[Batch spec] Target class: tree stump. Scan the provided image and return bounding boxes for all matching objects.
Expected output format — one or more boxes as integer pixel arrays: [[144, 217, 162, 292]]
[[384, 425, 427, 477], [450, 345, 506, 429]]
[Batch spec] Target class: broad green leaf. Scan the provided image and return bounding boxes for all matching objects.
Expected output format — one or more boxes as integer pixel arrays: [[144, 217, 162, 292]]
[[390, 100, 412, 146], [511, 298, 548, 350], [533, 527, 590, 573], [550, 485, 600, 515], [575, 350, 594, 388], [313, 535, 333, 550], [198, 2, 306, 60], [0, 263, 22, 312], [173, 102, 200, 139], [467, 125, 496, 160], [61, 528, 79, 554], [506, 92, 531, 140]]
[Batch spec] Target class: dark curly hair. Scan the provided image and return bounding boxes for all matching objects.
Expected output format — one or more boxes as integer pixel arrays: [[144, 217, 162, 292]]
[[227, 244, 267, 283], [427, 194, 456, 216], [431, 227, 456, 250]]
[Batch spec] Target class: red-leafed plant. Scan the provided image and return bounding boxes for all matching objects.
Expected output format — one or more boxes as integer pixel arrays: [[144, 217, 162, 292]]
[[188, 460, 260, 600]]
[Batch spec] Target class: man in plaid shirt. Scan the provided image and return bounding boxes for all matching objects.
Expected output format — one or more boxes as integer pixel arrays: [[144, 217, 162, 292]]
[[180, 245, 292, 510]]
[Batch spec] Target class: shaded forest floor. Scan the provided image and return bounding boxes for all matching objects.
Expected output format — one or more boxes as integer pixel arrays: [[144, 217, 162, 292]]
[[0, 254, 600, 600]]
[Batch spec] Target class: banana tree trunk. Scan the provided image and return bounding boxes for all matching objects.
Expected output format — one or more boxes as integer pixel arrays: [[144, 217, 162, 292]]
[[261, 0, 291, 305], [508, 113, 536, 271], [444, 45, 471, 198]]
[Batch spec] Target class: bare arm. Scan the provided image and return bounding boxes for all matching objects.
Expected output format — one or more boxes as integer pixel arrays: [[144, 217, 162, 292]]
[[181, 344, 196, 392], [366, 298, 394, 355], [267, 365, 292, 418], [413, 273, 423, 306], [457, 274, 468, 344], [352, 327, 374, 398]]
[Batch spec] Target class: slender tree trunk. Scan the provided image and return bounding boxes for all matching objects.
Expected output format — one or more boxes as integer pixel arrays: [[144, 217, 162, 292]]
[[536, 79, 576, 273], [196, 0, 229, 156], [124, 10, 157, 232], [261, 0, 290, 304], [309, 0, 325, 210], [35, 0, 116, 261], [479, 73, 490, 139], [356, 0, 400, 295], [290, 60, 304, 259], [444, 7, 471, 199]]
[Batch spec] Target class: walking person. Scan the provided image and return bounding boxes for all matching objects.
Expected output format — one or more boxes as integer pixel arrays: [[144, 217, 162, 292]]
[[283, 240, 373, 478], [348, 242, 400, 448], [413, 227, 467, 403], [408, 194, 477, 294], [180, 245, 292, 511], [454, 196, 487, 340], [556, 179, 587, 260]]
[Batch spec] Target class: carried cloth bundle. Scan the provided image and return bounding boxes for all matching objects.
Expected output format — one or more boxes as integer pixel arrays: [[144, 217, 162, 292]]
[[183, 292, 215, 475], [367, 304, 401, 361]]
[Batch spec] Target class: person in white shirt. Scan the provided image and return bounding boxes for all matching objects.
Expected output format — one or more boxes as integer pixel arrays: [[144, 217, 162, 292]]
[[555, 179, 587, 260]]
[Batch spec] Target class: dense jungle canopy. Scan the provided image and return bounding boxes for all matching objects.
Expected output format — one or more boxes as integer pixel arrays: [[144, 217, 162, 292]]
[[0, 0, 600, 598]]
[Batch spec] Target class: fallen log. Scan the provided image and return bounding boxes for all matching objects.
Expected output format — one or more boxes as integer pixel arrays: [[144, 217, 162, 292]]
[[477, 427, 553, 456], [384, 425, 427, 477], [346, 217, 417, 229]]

==

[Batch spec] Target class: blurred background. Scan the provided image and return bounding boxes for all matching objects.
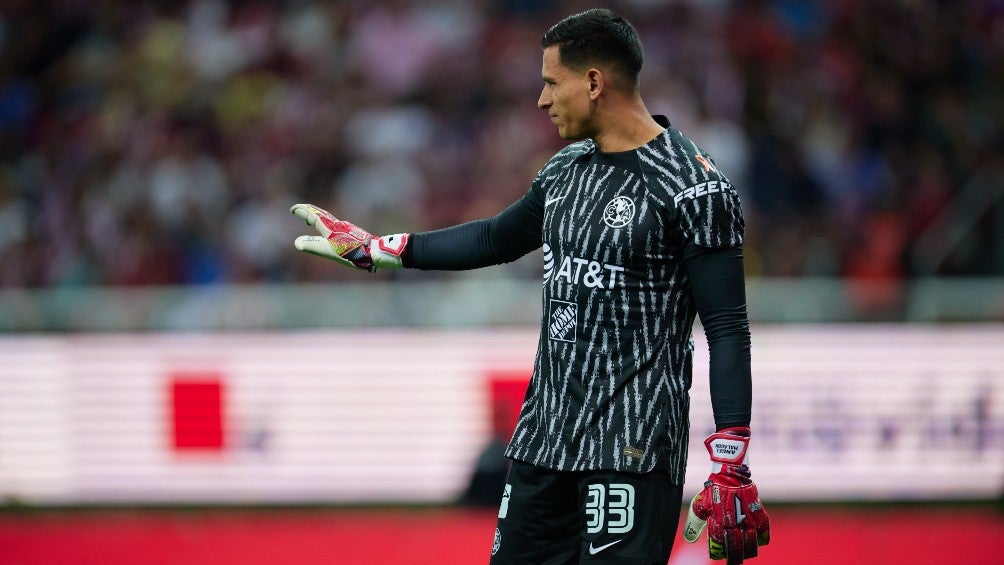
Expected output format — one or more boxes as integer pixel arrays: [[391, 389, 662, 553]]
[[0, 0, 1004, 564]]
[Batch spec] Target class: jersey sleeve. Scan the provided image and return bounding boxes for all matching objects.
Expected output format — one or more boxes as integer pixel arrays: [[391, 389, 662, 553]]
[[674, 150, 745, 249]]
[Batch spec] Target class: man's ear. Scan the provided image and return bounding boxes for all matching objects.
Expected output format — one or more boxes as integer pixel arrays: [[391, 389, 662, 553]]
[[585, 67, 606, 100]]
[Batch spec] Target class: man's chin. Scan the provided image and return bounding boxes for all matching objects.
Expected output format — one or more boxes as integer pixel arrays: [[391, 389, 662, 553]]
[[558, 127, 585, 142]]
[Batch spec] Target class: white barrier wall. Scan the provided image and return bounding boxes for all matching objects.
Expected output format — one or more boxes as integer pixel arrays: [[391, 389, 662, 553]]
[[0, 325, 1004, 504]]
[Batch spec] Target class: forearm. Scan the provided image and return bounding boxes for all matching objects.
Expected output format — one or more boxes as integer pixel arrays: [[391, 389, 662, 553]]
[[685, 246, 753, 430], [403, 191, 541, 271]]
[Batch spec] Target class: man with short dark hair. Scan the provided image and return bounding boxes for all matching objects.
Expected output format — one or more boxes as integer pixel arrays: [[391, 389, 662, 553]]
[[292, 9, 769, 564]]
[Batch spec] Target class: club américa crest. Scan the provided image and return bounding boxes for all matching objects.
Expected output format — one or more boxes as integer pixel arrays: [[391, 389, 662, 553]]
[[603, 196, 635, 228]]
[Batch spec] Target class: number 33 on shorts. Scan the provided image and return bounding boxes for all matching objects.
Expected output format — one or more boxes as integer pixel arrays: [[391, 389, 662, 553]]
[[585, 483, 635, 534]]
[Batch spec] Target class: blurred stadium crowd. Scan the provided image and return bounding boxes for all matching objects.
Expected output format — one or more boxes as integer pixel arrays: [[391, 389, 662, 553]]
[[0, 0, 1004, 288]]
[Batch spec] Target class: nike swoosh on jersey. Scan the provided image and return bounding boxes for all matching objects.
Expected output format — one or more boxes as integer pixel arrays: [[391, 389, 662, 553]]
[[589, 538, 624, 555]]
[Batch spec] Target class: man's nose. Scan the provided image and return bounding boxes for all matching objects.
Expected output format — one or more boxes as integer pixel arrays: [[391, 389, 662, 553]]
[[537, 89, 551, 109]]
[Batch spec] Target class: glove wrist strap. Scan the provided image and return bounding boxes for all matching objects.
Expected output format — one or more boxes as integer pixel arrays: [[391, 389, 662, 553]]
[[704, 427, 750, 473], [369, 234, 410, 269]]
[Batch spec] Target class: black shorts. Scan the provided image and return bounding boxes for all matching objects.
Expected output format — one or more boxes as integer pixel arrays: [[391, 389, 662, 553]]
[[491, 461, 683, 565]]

* * *

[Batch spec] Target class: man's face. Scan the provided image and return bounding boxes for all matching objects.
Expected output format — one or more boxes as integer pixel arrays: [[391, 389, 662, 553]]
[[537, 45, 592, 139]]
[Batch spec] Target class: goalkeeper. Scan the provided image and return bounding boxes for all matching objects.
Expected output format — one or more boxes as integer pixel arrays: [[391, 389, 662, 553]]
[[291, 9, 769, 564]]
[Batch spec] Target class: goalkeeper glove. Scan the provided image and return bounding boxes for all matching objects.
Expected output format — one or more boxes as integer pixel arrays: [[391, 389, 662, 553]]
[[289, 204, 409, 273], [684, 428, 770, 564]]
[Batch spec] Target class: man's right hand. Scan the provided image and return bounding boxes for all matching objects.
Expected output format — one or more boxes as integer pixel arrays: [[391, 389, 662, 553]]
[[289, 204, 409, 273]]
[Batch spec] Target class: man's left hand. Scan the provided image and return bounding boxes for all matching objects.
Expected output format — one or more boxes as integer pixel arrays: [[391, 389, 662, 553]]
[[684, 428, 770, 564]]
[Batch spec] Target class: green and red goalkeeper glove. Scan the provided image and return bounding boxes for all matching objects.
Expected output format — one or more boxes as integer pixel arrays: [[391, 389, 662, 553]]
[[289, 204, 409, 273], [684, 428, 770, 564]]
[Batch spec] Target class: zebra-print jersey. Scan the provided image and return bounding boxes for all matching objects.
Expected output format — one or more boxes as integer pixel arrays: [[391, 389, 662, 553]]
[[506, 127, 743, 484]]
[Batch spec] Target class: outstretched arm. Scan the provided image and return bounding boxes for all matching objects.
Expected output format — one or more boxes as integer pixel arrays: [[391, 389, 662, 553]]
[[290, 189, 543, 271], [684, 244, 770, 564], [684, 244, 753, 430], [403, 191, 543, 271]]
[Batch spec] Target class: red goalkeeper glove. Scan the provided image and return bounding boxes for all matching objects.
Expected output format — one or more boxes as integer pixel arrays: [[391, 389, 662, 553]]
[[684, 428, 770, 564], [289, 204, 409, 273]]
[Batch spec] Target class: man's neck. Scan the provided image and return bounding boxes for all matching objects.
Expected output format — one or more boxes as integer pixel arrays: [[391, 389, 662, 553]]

> [Exercise requirements]: Express the lines running from the one containing "[Batch spec] Target class: fallen" through the one containing "217, 417, 229]]" as a two-column CSV with the headers input and output. Give each instruction and its answer one row, with each value in a single quoted field and line breaks replaced by spaces.

> [Exercise result]:
input,output
"[Batch spec] Target class: fallen log. Scan the provided image and return bounding boxes for all matching objects. Expected output format — one or more boxes as integer pixel arrays: [[144, 217, 162, 292]]","[[477, 427, 553, 456], [384, 425, 427, 477], [346, 217, 417, 229]]"